5.2. Construction of Cybersecurity Dataset
In order to verify the effectiveness of the model, this paper obtains a text intelligence training dataset from the mainstream Chinese information security community. The training data are cleaned, standardized, and structured to ensure clarity and accuracy.
(1) Data Crawling
All the data required for model training comes from text information on cybersecurity intelligence community websites. In this paper, the Python web crawler is used to crawl a large amount of data from major website platforms, including 10 Chinese sites such as “Anquanke”, “National Computer Network Emergency Response Technical Team/Coordination Center of China (CNCERT/CC)”, “WWW.YOUXIA.ORG”, “CNNVD”, “ZDNet”, “Hacker News”, as well as 6 English websites, totaling over 10,000 valid data entries. To further standardize the data format, the main focus is on obtaining information such as titles, dates, authors, sources, categories, views, comments, tags, content, links, and summaries.
(2) Data annotation
After the data text format cleaning, to form unified training set and test set samples and facilitate the subsequent annotation and classification, the data are imported into the MySQL database for shared storage.
To determine the features of the training set and test set, manual and machine annotations are employed to label object entities, attributes, relations, within the processed data text. For this model, a total of 13,903 text sentences have been annotated. In order to better reflect the characteristics of “big data, few shot” of cybersecurity data, this chapter does not adopt the traditional 8:1:1 split method for the training set–validation set–test set, but instead use a 1:1:8 ratio to better simulate real situations and verify the effectiveness of the model in small samples. The data are annotated with entity boundaries and relationship types, and the processed data format is shown in
Figure 13.
A total of 12 sets of relation examples are designed, including
has_version,
has_element,
because_of,
is_product_of,
has_vul,
use_means_of,
lead_to_consequence,
exploit,
develope,
cooperate_with,
target_at,
no_relation, The relationship definition is shown in
Table 4.
has_version: This relation links the entities of a product and version number(s), indicating the corresponding version(s) of the product. For example, in the sentence “Sendmail versions 8.8.0 and 8.8.1 have a MIME buffer overflow vulnerability that can be exploited to gain root access”, the vulnerable versions of Sendmail are 8.8.0 and 8.8.1, thus there is a “has_version” relation between “Sendmail” and “versions 8.8.0 and 8.8.1”.
has_element: This relation connects a product and its element(s), indicating the subordinate relationship between the element(s) and the product. For example, in the sentence “Sendmail versions 8.8.0 and 8.8.1 have a MIME buffer overflow vulnerability that can be exploited to gain root access”, MIME is an element of Sendmail, thus there is a “has_element” relation between “Sendmail” and “MIME”.
because_of: This relation links a vulnerability with its cause, indicating the cause of the vulnerability. For example, in the sentence “Versions of Screen prior to 3.9.1.0 have a vulnerability related to multi-attach error”, the multi-attach error is a cause of the vulnerability, thus there is a “because_of” relation between “vulnerability” and “multi-attach error”.
is_product_of: This relation connects a product with its manufacturer, indicating that a certain product belongs to a certain manufacturer. For example, in the sentence “Microsoft Windows NT is a large-scale computer network operating system developed by the Microsoft Corporation”, Microsoft Windows NT is a product of Microsoft, thus there is an “is_product_of” relation between the entity “Microsoft Windows NT” and the entity “Microsoft Corporation”.

Data excerpts ::

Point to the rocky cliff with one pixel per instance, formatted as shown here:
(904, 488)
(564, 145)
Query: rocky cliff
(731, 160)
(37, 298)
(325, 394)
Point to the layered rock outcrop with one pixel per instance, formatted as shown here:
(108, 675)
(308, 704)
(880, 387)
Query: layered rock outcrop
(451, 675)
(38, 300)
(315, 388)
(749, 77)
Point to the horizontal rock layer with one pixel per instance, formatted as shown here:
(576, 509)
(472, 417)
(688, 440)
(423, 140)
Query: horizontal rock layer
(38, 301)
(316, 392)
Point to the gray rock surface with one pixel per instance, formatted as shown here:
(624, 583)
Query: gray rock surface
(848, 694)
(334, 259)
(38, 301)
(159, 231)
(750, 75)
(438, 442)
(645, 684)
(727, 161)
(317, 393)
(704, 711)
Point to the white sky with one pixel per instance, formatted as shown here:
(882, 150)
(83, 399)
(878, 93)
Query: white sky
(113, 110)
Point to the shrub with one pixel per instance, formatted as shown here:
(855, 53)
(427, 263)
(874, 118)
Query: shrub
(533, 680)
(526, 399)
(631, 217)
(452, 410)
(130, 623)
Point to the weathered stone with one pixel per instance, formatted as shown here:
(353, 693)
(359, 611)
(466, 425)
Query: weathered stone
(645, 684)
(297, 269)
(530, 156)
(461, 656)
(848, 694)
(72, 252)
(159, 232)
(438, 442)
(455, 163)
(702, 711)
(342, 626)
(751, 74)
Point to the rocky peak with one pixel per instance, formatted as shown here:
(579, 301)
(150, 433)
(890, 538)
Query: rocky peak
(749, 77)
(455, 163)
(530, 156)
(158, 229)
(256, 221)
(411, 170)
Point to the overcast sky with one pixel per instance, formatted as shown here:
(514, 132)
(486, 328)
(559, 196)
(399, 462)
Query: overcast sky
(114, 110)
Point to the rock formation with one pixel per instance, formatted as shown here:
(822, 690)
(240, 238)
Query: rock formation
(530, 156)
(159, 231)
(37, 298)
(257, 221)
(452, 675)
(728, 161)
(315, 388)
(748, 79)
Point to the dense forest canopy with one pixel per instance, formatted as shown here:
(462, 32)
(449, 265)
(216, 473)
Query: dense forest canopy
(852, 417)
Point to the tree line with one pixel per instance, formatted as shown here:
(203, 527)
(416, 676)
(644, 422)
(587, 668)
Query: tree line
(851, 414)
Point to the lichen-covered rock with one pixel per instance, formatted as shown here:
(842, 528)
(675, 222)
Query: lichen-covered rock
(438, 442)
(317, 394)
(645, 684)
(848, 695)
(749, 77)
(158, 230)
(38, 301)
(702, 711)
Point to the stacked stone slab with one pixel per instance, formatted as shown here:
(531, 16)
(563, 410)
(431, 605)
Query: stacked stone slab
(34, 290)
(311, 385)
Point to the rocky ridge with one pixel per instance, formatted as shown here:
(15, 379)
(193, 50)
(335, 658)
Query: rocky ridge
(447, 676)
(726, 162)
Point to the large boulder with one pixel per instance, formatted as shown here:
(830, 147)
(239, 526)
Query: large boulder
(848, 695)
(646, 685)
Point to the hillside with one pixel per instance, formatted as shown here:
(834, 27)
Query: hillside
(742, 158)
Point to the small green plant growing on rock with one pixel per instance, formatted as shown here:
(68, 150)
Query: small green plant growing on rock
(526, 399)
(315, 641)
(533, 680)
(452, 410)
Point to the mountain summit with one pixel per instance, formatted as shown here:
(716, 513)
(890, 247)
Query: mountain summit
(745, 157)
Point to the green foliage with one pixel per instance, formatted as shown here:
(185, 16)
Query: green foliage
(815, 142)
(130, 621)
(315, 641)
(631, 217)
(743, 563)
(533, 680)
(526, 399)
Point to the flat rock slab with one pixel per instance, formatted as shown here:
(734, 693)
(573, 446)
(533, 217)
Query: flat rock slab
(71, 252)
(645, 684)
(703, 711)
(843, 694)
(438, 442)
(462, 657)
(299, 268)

Set of tasks ::
A. What split ratio does the cybersecurity dataset section use for the training, validation, and test sets?
B. Copy the passage of the cybersecurity dataset section between "5.2. Construction of" and "clarity and accuracy.", inclusive.
The listing plays no role in this exercise.

The replies ::
A. A 1:1:8 ratio.

B.
5.2. Construction of Cybersecurity Dataset
In order to verify the effectiveness of the model, this paper obtains a text intelligence training dataset from the mainstream Chinese information security community. The training data are cleaned, standardized, and structured to ensure clarity and accuracy.